REQUEST
Repeat the lines word for word, beginning with the line that contains "point: grey floor" and continuing through the end of the lines.

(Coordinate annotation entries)
_ _ _ _ _

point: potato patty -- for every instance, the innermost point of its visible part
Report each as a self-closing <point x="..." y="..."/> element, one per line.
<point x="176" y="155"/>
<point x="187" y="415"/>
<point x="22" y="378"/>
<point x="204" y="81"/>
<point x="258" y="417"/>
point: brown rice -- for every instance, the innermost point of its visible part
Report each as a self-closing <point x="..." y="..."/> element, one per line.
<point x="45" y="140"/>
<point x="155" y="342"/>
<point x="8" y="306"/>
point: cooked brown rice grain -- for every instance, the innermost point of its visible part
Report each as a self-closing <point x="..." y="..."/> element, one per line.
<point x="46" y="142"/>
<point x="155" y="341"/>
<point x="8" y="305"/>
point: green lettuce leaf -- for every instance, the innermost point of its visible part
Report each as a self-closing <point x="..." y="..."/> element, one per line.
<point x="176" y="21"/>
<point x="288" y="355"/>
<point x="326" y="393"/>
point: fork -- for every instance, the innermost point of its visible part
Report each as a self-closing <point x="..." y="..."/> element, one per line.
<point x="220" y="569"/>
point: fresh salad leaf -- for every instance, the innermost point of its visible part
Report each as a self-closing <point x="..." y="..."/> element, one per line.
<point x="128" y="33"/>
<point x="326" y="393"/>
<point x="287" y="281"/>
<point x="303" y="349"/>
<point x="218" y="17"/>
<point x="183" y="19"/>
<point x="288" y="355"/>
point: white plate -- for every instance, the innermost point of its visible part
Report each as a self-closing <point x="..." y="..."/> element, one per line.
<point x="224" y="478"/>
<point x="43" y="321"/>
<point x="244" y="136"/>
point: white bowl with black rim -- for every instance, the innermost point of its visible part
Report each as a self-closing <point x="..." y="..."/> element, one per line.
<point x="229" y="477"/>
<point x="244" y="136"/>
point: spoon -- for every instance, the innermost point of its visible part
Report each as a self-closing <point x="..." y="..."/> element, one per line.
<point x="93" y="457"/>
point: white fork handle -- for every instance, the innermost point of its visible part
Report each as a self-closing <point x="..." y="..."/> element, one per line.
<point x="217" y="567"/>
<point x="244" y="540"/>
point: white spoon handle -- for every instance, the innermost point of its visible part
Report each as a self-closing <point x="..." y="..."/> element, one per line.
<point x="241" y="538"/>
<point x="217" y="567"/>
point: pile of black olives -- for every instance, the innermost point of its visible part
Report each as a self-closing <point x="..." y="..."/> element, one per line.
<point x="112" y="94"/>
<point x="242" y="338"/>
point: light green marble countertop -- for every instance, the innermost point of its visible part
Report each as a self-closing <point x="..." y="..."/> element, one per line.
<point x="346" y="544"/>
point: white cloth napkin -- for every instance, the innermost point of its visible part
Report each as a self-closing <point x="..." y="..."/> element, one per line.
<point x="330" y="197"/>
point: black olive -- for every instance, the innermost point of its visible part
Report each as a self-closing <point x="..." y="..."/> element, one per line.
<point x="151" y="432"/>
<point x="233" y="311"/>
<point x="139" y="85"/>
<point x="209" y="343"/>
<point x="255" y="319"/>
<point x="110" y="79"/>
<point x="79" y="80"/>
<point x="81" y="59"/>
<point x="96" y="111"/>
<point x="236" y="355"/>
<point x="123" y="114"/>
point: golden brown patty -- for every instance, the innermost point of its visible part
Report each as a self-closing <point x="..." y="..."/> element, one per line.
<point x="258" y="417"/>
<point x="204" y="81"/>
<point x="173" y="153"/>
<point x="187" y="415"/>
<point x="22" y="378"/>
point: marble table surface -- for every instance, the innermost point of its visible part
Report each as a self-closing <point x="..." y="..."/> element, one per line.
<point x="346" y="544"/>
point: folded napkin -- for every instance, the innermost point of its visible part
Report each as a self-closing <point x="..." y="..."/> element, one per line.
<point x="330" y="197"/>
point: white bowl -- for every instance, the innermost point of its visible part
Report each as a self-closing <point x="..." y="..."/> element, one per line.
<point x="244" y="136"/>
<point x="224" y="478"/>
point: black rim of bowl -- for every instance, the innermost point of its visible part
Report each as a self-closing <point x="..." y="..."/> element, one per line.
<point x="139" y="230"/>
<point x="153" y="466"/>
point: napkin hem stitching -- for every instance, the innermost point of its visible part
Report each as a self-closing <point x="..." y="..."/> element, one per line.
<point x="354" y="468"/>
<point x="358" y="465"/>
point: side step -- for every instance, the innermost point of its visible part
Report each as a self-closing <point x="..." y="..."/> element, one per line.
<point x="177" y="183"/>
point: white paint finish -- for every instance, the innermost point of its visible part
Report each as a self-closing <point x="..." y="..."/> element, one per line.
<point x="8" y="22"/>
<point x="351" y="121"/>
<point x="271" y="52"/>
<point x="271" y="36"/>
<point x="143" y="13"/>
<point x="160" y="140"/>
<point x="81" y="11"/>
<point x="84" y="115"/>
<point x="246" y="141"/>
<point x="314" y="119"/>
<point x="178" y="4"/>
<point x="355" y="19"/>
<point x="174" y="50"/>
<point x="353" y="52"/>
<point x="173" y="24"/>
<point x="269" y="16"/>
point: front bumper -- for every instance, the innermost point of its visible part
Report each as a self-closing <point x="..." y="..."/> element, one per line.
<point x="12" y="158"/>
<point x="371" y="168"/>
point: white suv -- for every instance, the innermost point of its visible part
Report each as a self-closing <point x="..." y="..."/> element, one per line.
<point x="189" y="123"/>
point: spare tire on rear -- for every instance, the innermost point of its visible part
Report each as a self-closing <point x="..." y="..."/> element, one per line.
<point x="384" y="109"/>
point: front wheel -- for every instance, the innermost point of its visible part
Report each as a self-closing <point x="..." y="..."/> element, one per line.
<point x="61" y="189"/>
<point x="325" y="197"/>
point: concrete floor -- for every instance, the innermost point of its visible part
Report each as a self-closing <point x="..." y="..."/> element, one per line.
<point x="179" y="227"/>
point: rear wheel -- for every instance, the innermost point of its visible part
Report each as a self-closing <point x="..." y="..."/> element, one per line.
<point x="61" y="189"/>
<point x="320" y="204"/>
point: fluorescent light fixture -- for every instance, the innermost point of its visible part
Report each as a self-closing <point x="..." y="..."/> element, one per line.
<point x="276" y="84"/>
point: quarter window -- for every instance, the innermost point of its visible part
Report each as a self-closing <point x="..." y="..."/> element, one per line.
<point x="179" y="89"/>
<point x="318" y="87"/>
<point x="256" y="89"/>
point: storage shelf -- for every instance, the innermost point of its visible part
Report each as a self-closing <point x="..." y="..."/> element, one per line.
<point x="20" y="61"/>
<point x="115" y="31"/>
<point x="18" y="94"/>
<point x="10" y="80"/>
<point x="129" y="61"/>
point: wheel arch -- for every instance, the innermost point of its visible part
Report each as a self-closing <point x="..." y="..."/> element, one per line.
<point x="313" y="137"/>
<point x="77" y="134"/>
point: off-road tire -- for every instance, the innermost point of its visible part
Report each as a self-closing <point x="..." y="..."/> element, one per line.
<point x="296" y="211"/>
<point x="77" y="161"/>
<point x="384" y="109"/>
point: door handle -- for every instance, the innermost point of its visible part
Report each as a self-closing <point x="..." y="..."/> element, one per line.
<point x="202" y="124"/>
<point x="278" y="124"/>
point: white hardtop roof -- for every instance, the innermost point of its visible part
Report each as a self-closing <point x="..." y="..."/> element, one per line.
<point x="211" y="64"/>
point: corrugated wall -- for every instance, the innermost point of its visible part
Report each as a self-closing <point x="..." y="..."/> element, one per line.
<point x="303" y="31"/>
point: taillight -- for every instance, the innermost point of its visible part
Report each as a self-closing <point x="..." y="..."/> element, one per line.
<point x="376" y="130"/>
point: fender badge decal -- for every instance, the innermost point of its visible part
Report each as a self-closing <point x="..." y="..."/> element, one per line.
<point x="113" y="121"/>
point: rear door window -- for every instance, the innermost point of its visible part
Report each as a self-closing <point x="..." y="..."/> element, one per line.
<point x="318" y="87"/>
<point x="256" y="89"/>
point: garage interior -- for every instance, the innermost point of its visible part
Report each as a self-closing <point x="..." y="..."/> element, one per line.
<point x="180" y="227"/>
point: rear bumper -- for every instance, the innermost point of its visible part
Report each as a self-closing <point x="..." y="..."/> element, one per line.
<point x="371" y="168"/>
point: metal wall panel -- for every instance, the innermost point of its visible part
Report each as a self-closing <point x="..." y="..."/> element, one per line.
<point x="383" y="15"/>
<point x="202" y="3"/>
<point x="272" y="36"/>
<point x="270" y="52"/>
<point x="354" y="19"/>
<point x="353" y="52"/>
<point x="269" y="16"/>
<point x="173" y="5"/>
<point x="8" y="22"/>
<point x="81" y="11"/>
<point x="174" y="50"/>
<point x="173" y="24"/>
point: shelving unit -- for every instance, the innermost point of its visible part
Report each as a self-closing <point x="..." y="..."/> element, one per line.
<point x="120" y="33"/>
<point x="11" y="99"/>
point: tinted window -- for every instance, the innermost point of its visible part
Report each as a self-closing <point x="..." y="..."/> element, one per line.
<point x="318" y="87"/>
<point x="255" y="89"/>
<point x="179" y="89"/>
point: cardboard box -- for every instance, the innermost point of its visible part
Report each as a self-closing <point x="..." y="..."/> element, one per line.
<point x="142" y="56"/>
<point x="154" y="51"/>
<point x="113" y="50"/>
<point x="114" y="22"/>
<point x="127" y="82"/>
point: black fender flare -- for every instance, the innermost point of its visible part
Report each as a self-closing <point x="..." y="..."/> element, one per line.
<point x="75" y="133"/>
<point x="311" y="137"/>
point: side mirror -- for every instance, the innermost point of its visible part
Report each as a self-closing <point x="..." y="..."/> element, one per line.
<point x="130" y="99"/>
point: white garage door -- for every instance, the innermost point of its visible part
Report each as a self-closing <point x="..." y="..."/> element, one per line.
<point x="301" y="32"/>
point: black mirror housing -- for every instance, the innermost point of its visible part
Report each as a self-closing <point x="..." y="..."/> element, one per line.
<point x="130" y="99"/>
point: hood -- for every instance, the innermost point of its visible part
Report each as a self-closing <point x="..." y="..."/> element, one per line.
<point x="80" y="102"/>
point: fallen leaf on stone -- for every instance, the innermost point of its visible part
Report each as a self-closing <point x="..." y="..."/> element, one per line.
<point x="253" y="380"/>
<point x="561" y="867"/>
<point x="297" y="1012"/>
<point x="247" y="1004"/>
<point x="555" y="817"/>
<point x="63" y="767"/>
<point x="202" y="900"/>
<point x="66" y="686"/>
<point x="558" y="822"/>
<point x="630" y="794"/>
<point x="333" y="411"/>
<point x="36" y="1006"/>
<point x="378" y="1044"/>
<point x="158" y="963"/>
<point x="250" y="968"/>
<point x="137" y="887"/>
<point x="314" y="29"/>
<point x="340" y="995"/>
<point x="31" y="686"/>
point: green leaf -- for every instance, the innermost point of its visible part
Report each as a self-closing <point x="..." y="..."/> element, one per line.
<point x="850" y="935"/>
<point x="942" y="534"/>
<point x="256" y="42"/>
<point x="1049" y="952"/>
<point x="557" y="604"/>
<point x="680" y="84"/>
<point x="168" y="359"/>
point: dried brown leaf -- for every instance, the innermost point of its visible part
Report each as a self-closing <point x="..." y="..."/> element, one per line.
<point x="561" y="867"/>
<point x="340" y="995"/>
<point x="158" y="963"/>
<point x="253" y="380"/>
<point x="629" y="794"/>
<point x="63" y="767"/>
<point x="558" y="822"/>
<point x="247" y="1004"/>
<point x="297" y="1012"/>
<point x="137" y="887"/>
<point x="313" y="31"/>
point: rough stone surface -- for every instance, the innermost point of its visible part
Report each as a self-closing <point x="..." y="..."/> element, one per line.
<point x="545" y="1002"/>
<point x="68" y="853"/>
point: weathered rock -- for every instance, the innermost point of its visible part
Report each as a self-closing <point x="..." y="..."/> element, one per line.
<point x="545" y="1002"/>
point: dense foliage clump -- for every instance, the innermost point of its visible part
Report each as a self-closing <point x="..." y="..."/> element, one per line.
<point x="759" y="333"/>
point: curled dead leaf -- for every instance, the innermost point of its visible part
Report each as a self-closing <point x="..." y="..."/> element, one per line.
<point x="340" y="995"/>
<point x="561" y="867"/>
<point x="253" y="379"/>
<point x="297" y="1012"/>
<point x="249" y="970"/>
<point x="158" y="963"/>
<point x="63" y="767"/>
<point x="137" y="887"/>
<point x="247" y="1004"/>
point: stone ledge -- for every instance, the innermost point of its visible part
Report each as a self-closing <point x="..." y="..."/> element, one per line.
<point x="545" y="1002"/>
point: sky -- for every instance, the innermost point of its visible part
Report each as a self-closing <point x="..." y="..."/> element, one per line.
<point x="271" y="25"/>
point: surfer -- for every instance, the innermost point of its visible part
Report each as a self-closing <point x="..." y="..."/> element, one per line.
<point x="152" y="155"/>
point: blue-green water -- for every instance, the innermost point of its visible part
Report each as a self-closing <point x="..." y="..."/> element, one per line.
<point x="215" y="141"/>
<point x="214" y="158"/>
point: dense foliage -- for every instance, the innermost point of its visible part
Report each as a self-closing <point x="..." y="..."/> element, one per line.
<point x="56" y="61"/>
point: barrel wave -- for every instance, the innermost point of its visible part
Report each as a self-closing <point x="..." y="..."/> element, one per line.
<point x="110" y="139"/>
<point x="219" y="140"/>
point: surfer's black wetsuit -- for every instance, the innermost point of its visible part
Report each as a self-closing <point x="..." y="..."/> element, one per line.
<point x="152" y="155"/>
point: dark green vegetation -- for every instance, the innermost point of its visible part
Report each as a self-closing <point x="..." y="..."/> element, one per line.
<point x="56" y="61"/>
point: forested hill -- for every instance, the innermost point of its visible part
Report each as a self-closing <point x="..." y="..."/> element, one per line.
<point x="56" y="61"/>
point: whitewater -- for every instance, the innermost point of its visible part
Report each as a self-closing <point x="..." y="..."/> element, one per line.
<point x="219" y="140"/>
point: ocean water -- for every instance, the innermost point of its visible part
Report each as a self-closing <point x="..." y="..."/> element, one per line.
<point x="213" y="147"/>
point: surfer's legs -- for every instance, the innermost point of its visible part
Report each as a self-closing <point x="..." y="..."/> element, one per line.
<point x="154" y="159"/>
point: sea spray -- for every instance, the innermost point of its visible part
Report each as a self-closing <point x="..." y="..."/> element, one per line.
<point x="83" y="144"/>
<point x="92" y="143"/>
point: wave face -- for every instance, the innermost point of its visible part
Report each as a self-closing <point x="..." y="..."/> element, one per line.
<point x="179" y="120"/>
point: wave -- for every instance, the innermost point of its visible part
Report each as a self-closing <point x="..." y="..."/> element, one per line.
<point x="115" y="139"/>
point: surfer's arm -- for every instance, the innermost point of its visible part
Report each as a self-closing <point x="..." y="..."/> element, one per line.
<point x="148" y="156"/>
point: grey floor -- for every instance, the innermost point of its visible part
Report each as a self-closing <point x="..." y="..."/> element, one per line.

_ _ _ _ _

SOLUTION TO THE EXERCISE
point: grey floor -- for every instance, the innermost point of its visible part
Report each as a self-closing <point x="..." y="..."/> element, one per line.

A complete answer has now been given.